◆ **Requirement**: How many lines in the entries below contain the word "stucco"? Reply with the number alone.

------------------------------------

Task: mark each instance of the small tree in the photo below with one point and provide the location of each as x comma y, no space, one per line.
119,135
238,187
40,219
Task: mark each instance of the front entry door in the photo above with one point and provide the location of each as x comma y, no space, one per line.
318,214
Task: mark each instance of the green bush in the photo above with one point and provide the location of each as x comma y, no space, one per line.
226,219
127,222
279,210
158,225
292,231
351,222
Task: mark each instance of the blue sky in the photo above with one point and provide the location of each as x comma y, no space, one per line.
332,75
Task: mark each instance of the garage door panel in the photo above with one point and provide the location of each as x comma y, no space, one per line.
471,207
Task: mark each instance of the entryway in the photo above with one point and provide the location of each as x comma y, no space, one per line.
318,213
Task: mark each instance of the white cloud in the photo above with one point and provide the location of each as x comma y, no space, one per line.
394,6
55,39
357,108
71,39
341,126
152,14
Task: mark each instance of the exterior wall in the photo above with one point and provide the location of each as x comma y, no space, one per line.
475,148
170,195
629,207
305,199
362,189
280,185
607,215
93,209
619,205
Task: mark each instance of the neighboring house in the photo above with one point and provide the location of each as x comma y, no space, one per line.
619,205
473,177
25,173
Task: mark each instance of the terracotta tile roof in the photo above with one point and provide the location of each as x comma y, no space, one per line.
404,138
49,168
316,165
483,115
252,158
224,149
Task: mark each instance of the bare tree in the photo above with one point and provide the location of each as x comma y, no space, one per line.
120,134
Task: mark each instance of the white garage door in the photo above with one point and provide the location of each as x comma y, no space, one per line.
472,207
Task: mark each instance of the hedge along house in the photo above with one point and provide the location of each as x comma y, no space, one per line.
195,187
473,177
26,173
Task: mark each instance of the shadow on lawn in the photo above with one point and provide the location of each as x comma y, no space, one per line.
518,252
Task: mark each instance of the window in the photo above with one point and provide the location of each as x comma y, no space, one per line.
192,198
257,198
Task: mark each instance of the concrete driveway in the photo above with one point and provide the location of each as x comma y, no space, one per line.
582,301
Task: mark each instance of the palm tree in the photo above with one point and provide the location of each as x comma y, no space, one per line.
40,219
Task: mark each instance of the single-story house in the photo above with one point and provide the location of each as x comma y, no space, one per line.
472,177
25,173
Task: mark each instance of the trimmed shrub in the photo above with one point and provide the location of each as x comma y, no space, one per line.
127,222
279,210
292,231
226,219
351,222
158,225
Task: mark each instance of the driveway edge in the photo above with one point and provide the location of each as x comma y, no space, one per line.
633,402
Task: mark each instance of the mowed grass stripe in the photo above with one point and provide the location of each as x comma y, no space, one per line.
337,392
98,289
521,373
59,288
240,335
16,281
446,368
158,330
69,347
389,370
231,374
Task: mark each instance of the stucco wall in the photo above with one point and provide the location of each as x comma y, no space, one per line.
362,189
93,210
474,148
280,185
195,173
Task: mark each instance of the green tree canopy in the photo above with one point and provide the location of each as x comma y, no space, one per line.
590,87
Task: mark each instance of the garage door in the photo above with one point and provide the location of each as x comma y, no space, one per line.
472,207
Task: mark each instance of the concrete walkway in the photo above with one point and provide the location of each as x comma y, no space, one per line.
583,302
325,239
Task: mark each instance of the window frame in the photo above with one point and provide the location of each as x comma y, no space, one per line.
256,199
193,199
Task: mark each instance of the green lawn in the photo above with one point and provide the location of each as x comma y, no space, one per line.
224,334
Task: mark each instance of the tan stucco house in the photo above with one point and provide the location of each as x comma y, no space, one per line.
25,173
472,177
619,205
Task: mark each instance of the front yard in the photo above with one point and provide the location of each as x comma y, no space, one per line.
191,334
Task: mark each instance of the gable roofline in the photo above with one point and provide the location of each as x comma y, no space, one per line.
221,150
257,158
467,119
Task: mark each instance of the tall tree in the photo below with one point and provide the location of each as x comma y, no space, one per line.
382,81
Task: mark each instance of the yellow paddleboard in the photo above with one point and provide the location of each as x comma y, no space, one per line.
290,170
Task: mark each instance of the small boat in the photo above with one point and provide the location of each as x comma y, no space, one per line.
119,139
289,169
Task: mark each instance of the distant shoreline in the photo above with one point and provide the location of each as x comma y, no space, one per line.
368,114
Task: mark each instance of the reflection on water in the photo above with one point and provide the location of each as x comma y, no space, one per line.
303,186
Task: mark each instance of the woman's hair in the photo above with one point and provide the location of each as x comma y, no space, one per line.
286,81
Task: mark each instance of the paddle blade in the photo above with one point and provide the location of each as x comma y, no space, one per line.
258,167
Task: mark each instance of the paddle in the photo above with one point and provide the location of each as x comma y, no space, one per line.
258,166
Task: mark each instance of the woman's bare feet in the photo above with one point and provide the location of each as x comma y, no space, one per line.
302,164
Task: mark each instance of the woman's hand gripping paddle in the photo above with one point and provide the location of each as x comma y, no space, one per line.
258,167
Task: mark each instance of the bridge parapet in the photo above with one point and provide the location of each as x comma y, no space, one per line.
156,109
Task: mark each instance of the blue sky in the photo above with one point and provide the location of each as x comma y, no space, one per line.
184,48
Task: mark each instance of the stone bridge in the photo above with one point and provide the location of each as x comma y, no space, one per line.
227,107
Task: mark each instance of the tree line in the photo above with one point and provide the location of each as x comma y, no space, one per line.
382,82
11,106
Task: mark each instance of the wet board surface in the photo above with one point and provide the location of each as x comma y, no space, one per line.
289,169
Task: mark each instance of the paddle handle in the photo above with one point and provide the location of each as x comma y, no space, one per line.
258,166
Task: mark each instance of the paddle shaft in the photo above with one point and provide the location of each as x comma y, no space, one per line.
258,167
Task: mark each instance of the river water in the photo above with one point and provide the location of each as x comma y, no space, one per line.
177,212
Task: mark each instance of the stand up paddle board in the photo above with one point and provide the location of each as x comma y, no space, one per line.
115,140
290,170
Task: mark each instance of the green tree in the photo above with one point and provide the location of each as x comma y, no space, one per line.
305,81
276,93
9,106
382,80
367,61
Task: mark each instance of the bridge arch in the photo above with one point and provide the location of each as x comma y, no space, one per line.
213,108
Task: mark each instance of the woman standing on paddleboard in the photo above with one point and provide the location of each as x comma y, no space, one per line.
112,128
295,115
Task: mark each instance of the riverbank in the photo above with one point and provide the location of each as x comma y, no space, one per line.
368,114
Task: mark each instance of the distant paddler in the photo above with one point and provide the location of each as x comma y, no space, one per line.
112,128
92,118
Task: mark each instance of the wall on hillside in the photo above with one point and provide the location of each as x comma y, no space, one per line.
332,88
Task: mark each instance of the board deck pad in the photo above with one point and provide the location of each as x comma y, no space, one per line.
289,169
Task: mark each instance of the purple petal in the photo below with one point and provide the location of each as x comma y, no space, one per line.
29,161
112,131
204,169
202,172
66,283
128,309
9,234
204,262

------------------------------------

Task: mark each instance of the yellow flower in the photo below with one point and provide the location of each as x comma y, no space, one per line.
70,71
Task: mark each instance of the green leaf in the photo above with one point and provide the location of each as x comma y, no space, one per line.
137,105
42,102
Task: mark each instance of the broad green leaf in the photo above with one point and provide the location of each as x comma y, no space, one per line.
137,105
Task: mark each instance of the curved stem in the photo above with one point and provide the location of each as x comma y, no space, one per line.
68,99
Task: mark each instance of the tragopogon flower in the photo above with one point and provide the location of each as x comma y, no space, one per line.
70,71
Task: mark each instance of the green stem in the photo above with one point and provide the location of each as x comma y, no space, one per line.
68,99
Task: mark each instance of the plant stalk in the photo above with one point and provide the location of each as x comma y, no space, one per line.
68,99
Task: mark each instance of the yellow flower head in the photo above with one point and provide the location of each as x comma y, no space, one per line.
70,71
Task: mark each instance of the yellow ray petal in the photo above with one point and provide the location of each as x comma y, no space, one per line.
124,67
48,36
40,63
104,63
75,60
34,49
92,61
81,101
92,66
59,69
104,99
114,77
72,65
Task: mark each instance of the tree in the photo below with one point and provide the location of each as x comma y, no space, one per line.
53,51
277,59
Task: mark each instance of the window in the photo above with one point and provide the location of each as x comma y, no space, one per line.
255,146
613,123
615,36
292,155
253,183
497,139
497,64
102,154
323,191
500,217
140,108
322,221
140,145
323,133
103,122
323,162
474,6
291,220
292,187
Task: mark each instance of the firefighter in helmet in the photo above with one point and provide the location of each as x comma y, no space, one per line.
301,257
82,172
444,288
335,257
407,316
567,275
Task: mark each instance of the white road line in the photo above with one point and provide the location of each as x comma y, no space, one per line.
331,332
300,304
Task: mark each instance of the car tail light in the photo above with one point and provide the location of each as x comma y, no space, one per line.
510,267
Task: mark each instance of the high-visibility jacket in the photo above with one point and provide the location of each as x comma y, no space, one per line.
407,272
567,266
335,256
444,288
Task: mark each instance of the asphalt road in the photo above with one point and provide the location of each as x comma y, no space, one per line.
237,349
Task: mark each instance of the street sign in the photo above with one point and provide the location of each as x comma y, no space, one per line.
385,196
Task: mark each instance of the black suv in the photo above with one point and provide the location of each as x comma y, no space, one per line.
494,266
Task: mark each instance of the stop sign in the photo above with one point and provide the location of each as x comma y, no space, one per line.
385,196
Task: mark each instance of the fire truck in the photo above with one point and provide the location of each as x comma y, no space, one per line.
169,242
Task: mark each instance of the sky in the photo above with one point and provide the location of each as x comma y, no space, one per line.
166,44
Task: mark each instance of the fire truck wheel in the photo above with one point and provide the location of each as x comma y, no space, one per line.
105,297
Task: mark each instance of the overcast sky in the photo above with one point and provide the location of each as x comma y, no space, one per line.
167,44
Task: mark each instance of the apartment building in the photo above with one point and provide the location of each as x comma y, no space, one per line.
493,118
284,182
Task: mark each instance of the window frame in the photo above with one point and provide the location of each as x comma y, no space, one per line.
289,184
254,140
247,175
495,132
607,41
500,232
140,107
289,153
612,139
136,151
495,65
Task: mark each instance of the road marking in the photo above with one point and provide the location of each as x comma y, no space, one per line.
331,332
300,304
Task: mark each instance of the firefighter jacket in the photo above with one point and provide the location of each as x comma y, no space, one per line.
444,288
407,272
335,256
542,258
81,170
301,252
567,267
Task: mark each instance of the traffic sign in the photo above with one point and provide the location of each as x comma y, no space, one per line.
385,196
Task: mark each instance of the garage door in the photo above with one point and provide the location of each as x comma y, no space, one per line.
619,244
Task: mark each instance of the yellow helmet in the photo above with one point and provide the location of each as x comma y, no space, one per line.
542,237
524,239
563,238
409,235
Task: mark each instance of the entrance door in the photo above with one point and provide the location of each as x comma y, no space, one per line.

------------------------------------

◆ **Task response**: 2